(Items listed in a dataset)

****

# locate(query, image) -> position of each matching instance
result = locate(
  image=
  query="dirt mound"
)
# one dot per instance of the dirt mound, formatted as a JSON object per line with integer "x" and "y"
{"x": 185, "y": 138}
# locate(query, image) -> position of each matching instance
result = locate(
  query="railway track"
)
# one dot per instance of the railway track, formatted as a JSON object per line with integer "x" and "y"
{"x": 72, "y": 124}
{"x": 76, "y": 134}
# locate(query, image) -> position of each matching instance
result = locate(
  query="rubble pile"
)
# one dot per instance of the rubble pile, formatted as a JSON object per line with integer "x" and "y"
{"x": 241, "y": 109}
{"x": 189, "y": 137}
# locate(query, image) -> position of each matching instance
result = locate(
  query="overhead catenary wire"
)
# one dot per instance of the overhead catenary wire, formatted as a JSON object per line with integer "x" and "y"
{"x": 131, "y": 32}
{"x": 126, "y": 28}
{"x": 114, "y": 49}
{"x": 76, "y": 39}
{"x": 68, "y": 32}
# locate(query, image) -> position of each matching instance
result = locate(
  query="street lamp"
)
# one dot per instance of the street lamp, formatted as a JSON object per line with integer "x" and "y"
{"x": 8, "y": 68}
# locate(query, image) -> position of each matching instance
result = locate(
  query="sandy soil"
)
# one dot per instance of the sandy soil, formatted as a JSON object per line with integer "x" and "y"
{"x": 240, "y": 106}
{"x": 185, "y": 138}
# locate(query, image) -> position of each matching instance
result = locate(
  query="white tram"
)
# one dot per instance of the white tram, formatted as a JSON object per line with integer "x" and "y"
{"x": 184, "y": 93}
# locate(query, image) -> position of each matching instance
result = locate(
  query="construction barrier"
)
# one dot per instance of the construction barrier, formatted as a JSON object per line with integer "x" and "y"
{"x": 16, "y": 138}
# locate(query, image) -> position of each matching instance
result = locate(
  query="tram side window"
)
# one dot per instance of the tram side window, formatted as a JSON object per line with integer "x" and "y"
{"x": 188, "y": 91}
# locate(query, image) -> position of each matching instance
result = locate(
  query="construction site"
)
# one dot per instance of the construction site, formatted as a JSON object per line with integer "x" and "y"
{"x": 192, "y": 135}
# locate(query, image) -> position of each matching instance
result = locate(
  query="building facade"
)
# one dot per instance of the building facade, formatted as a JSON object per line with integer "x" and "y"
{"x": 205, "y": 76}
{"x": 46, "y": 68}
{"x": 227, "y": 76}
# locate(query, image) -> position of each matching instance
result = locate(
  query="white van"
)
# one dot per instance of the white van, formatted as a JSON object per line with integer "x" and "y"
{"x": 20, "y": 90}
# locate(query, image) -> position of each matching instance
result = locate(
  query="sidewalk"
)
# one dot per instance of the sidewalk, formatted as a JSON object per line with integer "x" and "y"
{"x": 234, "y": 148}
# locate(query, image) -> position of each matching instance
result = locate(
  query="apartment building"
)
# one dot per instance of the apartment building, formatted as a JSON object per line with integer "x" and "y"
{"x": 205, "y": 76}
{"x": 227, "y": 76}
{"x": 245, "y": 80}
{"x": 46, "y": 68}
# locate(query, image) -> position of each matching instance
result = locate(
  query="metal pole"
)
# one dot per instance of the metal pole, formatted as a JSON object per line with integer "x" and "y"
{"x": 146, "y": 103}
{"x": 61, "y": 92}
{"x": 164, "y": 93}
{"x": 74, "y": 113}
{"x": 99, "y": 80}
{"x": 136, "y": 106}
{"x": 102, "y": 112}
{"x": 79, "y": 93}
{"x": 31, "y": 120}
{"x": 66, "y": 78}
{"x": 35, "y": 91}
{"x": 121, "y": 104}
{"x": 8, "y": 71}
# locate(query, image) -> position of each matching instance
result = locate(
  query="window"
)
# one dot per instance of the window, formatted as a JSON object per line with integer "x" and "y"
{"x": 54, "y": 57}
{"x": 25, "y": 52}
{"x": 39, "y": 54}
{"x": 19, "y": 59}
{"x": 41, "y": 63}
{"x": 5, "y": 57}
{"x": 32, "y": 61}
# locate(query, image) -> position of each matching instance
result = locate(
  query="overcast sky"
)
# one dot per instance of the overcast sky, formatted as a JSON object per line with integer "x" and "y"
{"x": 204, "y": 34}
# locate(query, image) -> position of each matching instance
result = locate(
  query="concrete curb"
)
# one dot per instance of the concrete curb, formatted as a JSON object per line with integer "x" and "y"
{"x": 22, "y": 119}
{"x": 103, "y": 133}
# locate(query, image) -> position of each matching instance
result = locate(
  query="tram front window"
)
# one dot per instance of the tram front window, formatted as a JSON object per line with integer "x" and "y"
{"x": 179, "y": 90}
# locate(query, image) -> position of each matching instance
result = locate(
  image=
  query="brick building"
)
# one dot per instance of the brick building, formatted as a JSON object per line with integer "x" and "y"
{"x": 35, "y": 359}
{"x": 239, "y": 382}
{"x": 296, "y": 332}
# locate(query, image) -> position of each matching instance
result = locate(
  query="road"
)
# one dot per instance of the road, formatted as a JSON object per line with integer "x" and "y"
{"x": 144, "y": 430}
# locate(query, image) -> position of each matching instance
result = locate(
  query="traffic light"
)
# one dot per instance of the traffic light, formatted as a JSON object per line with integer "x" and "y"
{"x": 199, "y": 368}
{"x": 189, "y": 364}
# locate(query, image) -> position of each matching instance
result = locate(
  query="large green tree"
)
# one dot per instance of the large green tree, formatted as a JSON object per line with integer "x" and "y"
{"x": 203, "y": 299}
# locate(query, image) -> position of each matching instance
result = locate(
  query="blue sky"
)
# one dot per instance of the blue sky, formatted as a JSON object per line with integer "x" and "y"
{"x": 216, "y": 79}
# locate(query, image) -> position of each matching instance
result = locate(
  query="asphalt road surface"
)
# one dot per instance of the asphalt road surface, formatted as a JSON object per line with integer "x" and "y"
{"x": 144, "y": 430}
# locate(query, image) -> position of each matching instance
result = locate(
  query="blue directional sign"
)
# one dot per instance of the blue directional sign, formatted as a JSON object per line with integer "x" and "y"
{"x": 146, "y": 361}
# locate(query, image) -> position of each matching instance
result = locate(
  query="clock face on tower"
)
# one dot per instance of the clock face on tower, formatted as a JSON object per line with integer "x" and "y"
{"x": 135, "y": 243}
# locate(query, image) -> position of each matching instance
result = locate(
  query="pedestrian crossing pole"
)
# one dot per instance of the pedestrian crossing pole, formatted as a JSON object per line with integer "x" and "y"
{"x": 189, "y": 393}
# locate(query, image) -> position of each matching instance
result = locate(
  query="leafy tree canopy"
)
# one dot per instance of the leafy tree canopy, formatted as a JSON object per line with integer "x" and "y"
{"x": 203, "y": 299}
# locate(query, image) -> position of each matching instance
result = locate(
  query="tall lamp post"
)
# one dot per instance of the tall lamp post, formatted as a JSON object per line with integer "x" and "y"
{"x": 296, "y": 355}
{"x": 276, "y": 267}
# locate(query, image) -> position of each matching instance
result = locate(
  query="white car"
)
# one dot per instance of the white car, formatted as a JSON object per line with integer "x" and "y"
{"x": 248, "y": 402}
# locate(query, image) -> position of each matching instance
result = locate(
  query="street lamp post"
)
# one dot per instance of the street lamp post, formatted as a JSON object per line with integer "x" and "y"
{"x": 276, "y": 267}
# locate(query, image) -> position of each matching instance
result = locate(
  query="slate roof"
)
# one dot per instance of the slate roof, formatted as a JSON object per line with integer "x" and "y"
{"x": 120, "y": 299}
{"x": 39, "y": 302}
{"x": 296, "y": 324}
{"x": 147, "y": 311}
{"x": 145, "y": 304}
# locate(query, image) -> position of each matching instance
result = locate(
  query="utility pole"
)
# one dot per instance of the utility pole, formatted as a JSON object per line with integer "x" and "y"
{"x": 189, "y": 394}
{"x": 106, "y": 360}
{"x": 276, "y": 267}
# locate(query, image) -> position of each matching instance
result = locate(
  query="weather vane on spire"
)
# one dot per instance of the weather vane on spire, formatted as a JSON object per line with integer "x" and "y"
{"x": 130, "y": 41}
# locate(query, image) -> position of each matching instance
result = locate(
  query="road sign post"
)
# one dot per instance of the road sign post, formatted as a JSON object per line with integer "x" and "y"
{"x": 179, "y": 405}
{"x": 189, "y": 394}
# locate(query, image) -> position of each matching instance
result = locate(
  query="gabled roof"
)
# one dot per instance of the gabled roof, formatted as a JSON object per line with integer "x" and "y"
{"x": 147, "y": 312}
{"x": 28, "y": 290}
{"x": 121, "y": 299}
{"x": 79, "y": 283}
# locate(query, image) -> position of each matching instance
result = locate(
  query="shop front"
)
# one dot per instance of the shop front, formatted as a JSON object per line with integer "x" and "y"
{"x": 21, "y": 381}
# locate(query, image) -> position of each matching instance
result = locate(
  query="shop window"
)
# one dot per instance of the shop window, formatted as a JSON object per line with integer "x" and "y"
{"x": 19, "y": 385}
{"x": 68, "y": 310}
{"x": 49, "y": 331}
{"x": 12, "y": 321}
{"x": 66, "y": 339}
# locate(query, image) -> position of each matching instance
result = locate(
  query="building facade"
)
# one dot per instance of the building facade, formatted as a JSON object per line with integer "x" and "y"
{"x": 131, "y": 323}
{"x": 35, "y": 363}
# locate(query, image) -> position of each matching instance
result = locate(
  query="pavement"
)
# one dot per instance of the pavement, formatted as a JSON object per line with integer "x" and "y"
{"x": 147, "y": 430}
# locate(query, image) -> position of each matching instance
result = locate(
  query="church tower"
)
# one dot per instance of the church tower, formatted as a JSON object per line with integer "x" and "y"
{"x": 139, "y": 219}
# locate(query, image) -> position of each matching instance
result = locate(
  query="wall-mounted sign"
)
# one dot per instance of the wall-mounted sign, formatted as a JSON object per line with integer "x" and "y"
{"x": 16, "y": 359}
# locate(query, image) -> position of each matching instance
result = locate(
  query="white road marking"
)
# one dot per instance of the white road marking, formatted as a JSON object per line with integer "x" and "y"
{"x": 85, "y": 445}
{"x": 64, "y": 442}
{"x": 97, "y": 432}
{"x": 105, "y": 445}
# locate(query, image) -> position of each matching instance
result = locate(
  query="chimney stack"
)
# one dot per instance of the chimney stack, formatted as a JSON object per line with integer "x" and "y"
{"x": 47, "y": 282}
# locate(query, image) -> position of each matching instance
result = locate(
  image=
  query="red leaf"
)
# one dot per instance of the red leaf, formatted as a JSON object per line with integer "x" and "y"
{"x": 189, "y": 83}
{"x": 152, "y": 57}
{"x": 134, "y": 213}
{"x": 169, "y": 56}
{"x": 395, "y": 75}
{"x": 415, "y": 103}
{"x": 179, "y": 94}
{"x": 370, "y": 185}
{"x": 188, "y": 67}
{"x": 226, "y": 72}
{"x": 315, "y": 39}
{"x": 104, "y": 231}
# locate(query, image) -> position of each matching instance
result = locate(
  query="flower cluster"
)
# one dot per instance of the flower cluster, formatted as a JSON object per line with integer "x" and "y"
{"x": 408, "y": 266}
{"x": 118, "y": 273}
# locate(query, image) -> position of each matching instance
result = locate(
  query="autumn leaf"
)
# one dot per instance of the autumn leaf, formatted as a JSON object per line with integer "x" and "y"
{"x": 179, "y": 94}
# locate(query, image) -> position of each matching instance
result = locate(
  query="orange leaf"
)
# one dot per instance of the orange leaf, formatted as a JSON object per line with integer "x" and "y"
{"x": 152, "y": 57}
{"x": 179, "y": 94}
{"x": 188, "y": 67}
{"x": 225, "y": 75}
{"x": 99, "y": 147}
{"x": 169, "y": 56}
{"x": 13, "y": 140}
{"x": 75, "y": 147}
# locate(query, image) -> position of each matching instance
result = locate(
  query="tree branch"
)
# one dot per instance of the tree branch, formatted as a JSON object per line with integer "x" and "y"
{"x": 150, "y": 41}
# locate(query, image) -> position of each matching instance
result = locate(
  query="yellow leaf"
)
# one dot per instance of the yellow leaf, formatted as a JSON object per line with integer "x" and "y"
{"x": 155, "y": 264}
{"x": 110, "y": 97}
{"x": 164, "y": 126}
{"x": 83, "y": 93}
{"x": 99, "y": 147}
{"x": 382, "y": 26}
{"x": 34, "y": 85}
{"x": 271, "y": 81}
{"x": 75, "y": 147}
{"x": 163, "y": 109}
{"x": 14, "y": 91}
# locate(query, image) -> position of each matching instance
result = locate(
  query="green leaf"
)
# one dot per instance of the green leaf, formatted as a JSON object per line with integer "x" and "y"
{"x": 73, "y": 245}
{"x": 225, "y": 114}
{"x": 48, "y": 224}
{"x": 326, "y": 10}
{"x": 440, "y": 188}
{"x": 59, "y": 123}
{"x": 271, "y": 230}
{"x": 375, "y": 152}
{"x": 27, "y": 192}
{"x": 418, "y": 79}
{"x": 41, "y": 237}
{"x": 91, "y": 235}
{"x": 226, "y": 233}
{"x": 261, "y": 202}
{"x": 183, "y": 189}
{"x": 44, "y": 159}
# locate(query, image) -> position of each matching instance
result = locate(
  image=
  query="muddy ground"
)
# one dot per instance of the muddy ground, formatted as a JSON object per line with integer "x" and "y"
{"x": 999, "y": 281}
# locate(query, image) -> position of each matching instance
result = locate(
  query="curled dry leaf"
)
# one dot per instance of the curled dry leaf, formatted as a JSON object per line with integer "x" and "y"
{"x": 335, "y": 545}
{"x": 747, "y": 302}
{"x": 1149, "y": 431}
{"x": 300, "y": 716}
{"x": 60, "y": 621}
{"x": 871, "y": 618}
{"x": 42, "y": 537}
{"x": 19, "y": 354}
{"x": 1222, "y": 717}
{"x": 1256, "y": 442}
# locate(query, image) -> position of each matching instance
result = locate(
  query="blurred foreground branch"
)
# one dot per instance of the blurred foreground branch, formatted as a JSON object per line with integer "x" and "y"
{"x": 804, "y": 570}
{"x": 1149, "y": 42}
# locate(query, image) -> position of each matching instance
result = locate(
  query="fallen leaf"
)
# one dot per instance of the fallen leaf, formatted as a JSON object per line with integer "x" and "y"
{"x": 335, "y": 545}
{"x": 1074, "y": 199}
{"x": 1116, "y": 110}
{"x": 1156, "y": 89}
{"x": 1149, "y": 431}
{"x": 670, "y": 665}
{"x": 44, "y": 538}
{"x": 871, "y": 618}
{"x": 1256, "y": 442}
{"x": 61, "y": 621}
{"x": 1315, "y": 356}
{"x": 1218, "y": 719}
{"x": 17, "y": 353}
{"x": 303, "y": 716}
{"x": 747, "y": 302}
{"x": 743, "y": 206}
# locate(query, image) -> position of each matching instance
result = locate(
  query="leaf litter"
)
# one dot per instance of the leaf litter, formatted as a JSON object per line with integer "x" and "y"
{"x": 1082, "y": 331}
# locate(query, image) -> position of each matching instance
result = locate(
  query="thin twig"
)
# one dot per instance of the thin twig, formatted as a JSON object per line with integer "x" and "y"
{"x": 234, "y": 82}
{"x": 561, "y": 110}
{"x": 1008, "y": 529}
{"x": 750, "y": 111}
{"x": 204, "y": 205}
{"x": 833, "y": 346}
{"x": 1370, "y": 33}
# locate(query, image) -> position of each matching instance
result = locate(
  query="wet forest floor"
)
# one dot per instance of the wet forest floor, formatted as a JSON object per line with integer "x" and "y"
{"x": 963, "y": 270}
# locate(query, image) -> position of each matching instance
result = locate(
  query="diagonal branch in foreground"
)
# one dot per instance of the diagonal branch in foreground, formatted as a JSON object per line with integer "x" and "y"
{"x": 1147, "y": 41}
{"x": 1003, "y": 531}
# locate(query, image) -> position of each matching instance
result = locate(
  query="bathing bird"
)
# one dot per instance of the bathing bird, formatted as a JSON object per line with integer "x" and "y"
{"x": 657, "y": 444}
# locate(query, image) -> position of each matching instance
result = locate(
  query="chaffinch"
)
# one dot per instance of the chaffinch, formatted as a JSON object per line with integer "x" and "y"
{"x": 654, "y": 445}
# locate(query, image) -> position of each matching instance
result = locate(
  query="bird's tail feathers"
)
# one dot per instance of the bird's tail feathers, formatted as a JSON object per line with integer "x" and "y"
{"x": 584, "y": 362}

****

THE REQUEST
Which lines in the records contain the string "asphalt"? Copy each such line in full, treating uppercase and lowercase as different.

SOLUTION TO THIS EXERCISE
  query="asphalt road surface"
# one dot per instance of the asphalt road surface, formatted as a JSON object per line with integer "x" and "y"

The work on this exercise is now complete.